### Aim of the task
Print, unchanged, the part of the listing that opens with the line containing "Highlight the white building" and closes with the line containing "[375,290,417,315]", including both of those lines.
***** Entries *****
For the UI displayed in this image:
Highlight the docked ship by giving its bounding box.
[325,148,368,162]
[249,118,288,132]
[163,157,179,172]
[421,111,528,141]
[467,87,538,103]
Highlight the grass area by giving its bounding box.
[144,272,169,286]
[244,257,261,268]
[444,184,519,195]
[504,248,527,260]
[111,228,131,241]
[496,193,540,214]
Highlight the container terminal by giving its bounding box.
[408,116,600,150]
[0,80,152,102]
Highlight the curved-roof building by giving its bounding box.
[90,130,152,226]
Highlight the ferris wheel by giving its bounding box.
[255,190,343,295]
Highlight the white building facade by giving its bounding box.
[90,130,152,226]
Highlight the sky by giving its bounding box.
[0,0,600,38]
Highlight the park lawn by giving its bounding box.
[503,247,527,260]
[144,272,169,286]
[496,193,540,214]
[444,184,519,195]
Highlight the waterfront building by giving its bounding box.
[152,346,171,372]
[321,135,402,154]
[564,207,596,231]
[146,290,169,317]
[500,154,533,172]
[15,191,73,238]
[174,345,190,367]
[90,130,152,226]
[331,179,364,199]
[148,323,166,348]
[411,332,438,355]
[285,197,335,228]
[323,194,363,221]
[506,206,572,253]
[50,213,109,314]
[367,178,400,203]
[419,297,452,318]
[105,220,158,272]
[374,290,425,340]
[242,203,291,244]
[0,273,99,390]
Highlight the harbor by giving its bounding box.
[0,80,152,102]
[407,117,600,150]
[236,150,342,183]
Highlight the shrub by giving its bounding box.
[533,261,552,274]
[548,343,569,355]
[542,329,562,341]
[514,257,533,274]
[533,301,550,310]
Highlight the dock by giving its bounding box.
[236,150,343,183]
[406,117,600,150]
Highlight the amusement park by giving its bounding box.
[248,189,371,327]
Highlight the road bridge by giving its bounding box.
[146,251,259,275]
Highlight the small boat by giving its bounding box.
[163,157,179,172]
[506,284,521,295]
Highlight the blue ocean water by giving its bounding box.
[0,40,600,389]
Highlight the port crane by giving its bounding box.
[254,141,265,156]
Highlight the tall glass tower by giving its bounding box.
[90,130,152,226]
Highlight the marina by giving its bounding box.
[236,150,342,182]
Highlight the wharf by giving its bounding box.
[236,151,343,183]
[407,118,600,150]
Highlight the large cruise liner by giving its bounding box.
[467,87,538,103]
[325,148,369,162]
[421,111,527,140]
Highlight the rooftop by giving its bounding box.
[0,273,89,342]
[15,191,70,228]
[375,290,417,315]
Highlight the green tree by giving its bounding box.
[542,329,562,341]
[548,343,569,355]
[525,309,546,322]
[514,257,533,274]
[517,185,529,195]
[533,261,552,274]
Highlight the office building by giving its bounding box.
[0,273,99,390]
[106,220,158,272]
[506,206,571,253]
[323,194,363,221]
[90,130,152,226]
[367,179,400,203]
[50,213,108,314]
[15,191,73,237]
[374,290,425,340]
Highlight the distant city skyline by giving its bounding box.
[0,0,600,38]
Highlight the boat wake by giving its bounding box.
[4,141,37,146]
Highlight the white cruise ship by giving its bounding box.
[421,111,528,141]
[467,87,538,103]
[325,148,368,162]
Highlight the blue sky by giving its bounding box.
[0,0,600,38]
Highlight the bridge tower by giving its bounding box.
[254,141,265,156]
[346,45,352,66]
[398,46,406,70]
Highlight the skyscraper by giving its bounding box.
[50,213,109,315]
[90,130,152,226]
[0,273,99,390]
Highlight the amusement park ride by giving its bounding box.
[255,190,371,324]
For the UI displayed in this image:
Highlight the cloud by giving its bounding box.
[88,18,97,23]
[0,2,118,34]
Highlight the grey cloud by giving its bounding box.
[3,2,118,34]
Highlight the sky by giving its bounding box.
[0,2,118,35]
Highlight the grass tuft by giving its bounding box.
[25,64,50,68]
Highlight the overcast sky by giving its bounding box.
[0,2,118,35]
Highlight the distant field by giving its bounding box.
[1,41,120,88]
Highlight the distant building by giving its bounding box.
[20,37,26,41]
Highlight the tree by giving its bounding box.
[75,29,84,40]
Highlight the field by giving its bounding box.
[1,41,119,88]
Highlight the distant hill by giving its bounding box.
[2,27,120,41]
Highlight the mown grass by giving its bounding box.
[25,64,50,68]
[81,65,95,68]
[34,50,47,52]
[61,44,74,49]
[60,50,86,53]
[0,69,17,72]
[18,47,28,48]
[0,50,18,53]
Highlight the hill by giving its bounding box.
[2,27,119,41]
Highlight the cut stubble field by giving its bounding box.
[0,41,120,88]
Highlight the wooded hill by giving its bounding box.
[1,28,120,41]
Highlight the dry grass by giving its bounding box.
*****
### Finished exercise
Highlight the white building facade by giving its bounding box.
[90,130,152,226]
Highlight the sky by giving its bounding box.
[0,0,600,38]
Highlight the park lawn by giving its bounding box.
[503,247,527,260]
[144,272,169,286]
[496,193,540,214]
[444,184,519,195]
Highlight the waterfront building by giving its bounding box.
[152,346,171,372]
[321,135,402,154]
[564,207,596,231]
[146,290,169,317]
[500,154,533,172]
[15,191,73,238]
[174,345,190,367]
[90,130,152,226]
[331,179,364,199]
[148,323,166,348]
[411,332,438,355]
[285,197,335,228]
[323,194,363,221]
[506,206,572,253]
[50,213,109,314]
[367,178,400,203]
[419,297,452,318]
[105,220,158,272]
[374,290,425,340]
[242,203,291,244]
[0,273,99,390]
Highlight the harbor by giving its bounding box.
[0,80,152,102]
[407,117,600,150]
[236,150,342,183]
Highlight the shrub by giving its bounding box.
[533,261,552,274]
[548,343,569,355]
[542,329,562,341]
[514,257,533,274]
[533,301,550,310]
Highlight the dock by giving its bounding box.
[236,150,343,183]
[406,117,600,150]
Highlight the amusement park by giving its bounding box.
[248,189,371,327]
Highlight the road bridge by giving its bounding box.
[146,251,259,275]
Highlight the small boat by giving its bounding box.
[163,157,179,172]
[506,284,521,295]
Highlight the blue ocean water by giving its bounding box.
[0,40,600,389]
Highlight the port crane by giving its bounding box.
[254,141,265,156]
Highlight the tall glass tower by giving its bounding box.
[90,130,152,226]
Highlight the marina by giving its bounding box.
[236,150,342,182]
Highlight the wharf by giving its bounding box.
[236,151,343,183]
[407,118,600,150]
Highlight the large cruise liner by giving its bounding box.
[467,87,538,103]
[325,148,369,162]
[421,111,527,140]
Highlight the rooftop by giving its bounding box.
[0,273,89,342]
[15,191,70,228]
[375,290,417,315]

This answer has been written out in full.